What you will do -
Please find every line in the records below that contains the word "girl", and copy each of those lines in full.

** START Given records **

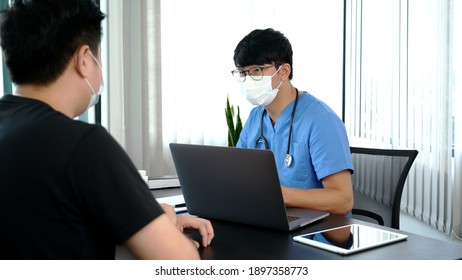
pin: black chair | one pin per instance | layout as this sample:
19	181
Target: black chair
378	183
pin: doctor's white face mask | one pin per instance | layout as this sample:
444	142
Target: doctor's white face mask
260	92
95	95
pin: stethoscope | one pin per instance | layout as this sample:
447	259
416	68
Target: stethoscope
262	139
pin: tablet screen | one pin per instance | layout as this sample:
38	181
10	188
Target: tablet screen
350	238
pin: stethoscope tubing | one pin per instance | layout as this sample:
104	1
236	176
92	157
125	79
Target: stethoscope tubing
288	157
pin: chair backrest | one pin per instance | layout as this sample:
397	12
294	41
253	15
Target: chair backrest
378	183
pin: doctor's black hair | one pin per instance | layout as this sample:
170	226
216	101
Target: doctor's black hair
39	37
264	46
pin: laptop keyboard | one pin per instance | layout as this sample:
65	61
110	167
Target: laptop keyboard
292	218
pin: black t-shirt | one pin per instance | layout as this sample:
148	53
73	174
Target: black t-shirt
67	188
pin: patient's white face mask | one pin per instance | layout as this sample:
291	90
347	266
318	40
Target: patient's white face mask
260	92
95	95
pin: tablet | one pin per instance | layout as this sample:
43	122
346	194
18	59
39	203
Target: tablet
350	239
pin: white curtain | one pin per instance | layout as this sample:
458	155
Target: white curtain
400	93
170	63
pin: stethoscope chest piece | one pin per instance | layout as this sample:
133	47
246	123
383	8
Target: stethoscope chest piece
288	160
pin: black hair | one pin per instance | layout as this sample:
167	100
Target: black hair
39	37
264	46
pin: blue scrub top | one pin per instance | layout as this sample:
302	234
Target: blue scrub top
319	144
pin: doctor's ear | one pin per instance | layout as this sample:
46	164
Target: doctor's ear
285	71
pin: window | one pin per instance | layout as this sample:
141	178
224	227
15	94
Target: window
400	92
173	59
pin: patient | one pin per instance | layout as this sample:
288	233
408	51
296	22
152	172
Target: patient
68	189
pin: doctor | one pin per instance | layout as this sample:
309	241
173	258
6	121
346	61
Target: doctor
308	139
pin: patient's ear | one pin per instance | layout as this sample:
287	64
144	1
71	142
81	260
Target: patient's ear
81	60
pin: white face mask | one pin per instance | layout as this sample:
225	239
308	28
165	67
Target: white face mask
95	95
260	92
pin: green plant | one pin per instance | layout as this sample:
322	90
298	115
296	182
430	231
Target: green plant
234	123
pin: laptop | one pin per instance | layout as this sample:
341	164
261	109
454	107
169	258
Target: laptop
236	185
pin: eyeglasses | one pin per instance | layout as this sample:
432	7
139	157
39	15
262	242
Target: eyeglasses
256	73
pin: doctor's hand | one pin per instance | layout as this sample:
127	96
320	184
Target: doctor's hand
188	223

** END Given records **
** START Given records **

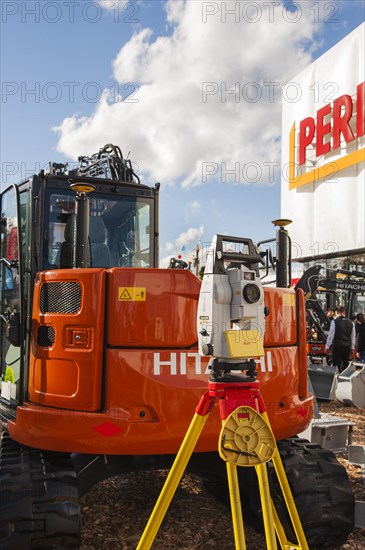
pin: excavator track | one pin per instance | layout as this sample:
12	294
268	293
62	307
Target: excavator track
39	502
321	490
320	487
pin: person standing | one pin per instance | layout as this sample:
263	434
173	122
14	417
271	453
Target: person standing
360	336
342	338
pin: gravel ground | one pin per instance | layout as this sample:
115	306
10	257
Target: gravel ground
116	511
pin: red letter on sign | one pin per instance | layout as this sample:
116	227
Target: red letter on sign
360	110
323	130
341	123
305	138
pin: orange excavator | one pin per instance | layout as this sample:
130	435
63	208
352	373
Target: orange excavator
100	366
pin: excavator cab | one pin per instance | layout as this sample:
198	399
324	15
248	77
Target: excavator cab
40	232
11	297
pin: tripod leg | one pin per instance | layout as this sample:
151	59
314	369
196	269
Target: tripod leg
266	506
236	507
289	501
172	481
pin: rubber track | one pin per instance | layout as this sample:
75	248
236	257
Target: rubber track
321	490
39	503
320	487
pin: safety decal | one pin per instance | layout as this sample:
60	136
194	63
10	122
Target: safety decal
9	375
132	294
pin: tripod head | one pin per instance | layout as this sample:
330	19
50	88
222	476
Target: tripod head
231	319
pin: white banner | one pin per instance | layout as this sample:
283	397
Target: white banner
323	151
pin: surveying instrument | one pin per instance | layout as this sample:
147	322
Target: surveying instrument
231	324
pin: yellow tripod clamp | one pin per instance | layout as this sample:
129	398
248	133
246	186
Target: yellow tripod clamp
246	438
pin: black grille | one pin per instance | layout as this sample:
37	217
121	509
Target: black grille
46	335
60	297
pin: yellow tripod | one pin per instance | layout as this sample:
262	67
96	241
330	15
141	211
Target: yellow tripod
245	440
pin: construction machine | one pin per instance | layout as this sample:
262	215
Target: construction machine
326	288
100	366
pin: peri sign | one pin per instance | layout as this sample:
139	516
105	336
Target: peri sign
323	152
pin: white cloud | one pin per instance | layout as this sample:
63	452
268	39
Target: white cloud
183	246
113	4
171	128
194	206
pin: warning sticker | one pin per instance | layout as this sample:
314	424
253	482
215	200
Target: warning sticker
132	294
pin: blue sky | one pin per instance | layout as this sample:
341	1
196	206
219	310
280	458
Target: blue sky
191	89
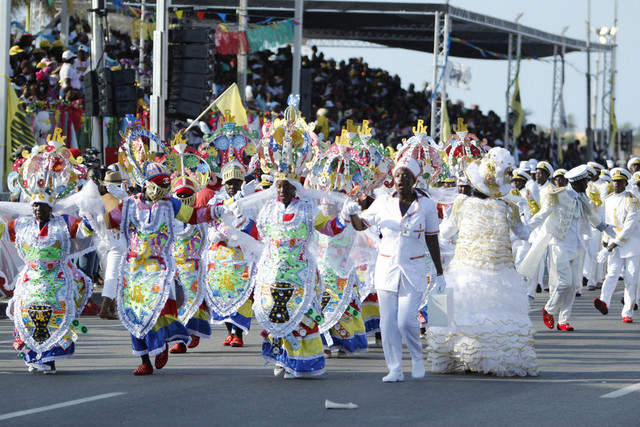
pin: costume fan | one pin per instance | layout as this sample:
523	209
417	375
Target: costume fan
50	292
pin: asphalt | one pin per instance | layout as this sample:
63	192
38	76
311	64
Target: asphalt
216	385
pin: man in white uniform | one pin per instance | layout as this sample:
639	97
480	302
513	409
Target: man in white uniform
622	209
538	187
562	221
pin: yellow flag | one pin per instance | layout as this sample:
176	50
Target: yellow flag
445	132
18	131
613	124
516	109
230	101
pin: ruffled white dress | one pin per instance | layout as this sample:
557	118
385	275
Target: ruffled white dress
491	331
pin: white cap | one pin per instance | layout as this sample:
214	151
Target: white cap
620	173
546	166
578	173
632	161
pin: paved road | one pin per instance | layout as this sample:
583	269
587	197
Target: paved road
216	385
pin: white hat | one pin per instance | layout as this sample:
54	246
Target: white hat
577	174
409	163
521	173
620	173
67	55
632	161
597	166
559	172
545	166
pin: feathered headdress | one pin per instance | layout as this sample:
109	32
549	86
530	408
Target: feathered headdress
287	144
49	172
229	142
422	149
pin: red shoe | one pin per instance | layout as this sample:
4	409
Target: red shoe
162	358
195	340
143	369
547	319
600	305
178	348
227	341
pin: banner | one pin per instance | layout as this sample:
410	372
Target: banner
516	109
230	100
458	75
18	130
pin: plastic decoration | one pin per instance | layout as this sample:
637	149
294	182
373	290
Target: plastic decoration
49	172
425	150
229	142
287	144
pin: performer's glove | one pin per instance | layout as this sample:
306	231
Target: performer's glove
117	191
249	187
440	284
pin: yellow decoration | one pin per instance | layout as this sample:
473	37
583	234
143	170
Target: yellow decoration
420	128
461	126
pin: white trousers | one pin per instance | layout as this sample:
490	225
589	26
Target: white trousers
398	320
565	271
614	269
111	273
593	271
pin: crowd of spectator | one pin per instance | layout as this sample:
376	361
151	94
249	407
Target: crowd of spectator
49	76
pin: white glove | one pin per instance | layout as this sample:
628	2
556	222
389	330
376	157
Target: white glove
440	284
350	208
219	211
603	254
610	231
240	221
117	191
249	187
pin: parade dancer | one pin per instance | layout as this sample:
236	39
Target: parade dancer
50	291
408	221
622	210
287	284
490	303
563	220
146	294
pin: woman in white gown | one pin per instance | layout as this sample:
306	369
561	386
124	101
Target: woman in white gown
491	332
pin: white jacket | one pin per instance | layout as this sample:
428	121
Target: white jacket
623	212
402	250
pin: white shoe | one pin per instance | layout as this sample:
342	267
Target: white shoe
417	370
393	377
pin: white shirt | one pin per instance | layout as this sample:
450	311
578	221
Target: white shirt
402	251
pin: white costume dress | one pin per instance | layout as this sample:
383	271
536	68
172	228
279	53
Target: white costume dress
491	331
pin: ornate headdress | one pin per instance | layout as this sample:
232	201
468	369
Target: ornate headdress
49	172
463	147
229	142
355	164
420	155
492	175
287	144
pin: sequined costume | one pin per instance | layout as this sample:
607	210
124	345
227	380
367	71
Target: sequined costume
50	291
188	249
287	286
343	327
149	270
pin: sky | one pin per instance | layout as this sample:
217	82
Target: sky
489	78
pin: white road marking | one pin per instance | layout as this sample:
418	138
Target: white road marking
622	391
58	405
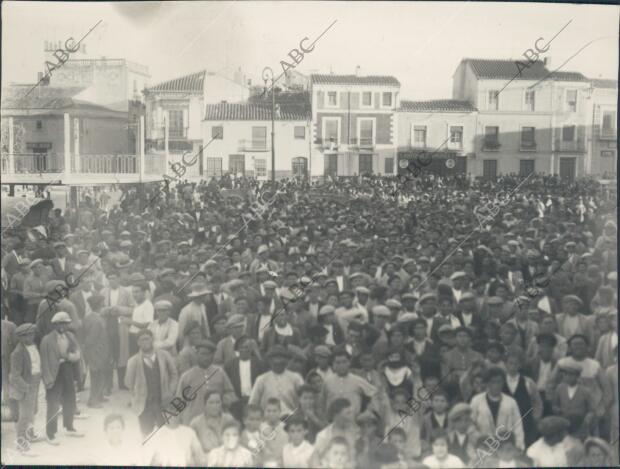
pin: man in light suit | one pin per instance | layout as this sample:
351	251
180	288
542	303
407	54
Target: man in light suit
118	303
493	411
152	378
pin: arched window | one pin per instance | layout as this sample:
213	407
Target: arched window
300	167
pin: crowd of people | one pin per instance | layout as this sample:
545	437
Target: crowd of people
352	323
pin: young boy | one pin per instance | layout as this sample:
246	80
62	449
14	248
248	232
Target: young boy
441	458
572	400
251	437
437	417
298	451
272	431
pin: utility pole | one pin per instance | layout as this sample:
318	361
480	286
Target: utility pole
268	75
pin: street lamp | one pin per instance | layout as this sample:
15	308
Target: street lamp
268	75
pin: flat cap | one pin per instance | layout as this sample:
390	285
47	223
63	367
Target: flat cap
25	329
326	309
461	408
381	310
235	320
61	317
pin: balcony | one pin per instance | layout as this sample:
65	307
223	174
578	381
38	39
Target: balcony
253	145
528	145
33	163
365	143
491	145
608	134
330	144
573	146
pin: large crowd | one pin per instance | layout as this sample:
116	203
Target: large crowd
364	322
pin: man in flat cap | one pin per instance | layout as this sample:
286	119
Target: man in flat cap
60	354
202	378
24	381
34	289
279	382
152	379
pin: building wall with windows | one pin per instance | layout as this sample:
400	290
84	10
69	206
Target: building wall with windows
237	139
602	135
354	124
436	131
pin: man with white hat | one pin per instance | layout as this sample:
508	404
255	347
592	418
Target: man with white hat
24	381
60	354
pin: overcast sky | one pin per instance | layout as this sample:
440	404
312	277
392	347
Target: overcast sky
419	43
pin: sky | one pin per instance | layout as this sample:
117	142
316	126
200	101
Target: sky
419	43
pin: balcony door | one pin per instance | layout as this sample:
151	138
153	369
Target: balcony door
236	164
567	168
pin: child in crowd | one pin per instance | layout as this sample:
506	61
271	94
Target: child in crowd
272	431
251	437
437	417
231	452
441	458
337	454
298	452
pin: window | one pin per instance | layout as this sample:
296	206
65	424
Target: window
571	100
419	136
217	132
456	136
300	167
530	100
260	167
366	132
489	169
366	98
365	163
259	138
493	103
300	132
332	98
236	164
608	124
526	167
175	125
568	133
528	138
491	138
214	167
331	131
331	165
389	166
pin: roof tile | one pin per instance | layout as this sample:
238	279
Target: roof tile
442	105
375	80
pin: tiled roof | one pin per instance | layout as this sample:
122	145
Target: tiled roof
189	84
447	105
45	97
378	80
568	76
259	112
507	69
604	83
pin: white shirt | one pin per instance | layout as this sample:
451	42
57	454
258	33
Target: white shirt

** END Given records **
** START Given records **

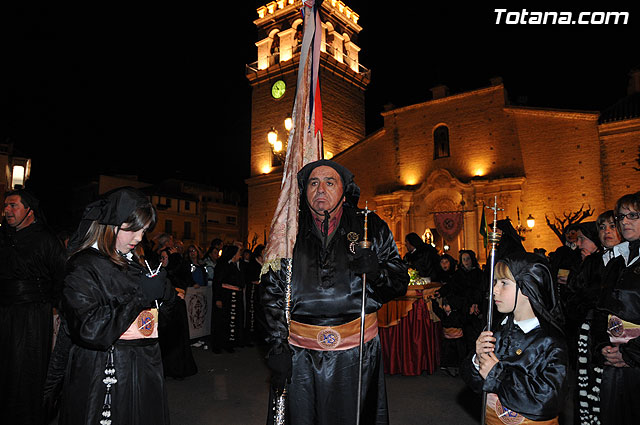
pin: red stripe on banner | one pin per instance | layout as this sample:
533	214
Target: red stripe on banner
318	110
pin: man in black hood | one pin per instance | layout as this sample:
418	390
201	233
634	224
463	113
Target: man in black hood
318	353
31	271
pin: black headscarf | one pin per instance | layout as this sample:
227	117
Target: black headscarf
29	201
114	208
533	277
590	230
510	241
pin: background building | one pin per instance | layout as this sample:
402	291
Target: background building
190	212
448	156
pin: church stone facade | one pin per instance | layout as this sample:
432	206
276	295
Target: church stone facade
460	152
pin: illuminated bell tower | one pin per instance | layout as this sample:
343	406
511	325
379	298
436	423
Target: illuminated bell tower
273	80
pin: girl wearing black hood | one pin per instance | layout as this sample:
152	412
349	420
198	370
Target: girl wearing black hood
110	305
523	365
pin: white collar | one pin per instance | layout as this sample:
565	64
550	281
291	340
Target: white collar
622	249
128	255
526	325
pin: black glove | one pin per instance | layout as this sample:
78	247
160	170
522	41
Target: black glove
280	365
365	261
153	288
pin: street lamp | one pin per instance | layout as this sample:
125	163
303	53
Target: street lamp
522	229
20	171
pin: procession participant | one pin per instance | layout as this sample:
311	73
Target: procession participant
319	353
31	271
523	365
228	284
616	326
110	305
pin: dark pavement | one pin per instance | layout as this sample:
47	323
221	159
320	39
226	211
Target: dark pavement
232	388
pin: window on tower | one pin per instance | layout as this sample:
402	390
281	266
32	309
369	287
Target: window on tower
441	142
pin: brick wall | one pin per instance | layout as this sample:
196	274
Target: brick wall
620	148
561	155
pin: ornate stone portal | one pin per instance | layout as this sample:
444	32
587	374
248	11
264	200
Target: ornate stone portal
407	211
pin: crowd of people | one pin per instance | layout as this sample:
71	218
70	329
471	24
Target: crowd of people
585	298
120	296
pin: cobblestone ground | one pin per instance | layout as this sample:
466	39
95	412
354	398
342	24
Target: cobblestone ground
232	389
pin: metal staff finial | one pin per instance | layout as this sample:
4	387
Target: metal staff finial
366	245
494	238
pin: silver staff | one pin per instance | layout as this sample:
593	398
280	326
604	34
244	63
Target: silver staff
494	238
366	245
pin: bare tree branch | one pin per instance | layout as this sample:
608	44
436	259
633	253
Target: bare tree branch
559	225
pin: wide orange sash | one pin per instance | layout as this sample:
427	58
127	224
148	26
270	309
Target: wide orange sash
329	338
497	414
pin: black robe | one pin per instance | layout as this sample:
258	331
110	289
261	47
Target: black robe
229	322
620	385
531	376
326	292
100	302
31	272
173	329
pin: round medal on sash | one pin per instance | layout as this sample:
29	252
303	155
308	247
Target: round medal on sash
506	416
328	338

** END Given records **

In response -
pin: girl wearing black hood | one pin per instance | layout as this sample:
Target: girl wearing black hood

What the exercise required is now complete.